> [Given entries]
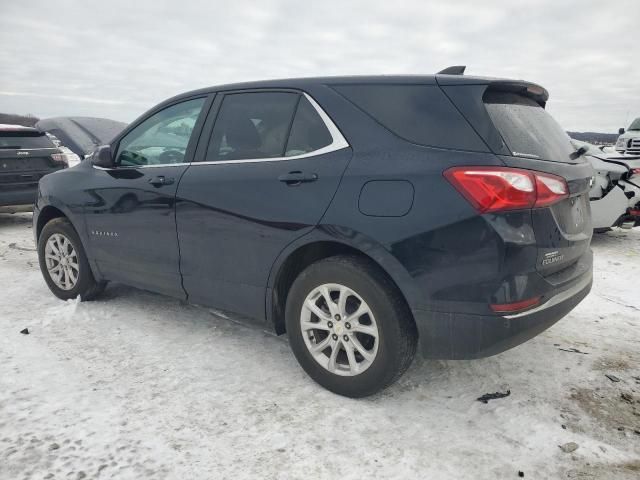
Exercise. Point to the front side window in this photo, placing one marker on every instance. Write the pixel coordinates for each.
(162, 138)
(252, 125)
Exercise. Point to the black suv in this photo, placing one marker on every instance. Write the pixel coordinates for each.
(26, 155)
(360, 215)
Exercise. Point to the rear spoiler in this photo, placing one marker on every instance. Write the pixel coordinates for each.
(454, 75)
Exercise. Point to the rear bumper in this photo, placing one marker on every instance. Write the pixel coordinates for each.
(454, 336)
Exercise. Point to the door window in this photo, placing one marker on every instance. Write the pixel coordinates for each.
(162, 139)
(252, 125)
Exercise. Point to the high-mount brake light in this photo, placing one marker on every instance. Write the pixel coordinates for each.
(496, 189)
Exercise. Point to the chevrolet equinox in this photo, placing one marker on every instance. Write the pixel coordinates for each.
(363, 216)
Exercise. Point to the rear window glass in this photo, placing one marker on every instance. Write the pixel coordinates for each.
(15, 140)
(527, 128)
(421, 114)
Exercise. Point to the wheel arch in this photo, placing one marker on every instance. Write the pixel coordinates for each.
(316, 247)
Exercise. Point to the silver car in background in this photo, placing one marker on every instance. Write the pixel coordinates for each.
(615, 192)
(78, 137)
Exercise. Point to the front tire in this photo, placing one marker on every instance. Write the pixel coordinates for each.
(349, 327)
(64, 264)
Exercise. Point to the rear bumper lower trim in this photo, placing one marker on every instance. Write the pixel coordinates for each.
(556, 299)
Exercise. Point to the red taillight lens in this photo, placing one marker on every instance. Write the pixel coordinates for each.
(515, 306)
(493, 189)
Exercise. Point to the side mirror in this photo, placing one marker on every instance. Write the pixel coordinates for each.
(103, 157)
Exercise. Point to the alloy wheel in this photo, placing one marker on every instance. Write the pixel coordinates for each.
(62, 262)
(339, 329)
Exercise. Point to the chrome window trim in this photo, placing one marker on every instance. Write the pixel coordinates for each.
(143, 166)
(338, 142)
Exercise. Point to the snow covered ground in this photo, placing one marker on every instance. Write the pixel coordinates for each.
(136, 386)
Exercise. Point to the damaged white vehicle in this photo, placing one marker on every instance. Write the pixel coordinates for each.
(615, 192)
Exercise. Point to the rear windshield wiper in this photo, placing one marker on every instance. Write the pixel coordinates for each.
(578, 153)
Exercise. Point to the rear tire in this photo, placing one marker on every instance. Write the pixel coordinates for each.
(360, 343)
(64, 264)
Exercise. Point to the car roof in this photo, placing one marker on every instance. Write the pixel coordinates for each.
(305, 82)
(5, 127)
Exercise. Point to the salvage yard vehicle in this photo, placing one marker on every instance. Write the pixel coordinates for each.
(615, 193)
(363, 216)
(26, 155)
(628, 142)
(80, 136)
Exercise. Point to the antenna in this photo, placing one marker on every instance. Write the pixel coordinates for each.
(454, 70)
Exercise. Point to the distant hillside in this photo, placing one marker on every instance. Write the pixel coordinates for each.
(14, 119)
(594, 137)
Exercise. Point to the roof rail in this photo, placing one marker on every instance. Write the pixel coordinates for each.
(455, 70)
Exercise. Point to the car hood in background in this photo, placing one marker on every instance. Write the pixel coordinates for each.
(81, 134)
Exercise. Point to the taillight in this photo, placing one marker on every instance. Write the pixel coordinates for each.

> [Work order] Return the material as it stands. Leave out the pictures.

> [The completed task]
Exercise. Point to the front side window in this photo, placing one marker on every instance. Write the pixel coordinates for each.
(162, 138)
(252, 125)
Exercise. Point to the black suv in this photo, placing one marker on every instance. Write the pixel coordinates for each.
(26, 155)
(360, 215)
Exercise. Point to the rear spoiler in this photo, placing one marker on every instance. Write the pixel coordinates for each.
(454, 75)
Exercise. Point to the rear bumper in this photo, placing one marker on every instance. Write the pixel coordinates for each.
(454, 336)
Exercise. Point to the door window in this photo, placing one marker on every instance. Write the pixel coordinates for each.
(162, 139)
(252, 125)
Exercise. Point to the high-mount brake light in this photo, placing one marker on every instance. Write the pixel coordinates for each.
(496, 189)
Exercise. Point to the chevrolet equinox in this photo, placing one marker on every instance. Write the pixel coordinates for each.
(363, 216)
Exercise. Point to the rear window glass in this photo, placing one marker on every instance. Write the pixel coordinates for each.
(15, 140)
(527, 128)
(421, 114)
Exercise. Point to the wheel arch in this photo, placing one marker on every instance. Write the pixel coordinates for each.
(316, 247)
Exercise. Point to the silver car in background in this photo, placing one marker on every instance. Write the pixel coordinates for each.
(615, 192)
(78, 137)
Exercise. Point to the front tire in this photo, placing one marker on every instance. Write the pixel coordinates for each.
(349, 327)
(64, 264)
Exercise. Point to the rear bumper lower trim in this photo, placing one marker on every instance. Write the pixel coordinates for each.
(556, 299)
Exercise. Point to the red taillight lens in this photo, placing one marker on every instance. Write the pixel coordinates for each.
(515, 306)
(493, 189)
Exercise. Point to the side mirror in this photo, placing one marker on every instance. Write the pixel coordinates for each.
(103, 157)
Exercise. Point to the alloy wheel in this photo, placing one marker on every instance. Write the pixel coordinates for each.
(62, 262)
(339, 329)
Exercise. Point to the chrome window trim in this photo, placing one marker on every instance. Write the pixel coordinates for each.
(143, 166)
(338, 142)
Exercise. Point to the snow covered ground in this photo, placing one marker on every instance. Write the pixel coordinates for each.
(136, 386)
Exercise. Point to the damaged white vehicle in this photo, placing one marker on every instance. Write the pixel coordinates for each.
(615, 192)
Exercise. Point to the rear windshield wiper in this photo, placing one marker on every instance. Write the pixel coordinates for each.
(578, 153)
Exercise. Point to the rear tire in this photo, placing one marker on every instance. Write the pixel coordinates for each.
(360, 343)
(64, 264)
Exercise. Point to the car roof in this photo, placing one marker on every instance. Write the pixel coordinates for each.
(305, 82)
(5, 127)
Exercise. Point to the salvage yard vehicle in this photo, placing one marker on every instance. Write the pixel coordinates for each.
(615, 193)
(363, 216)
(26, 155)
(628, 142)
(80, 136)
Exercise. Point to the antenna in this photo, placing one marker on every instance. Write the pixel coordinates for each.
(454, 70)
Exercise. Point to the distant hillside in this photo, placing one marker on every instance. Write the pixel coordinates for each.
(14, 119)
(594, 137)
Exercise. Point to the roof rail in this photo, placing one marker on every instance. Write the pixel coordinates for each.
(455, 70)
Exercise. Point to the car hood in background in this photo, placing one marker on every instance. Write the pixel coordinates for each.
(81, 134)
Exercise. Point to the taillight in this photo, placing one marker on every instance. Write the pixel coordinates for each.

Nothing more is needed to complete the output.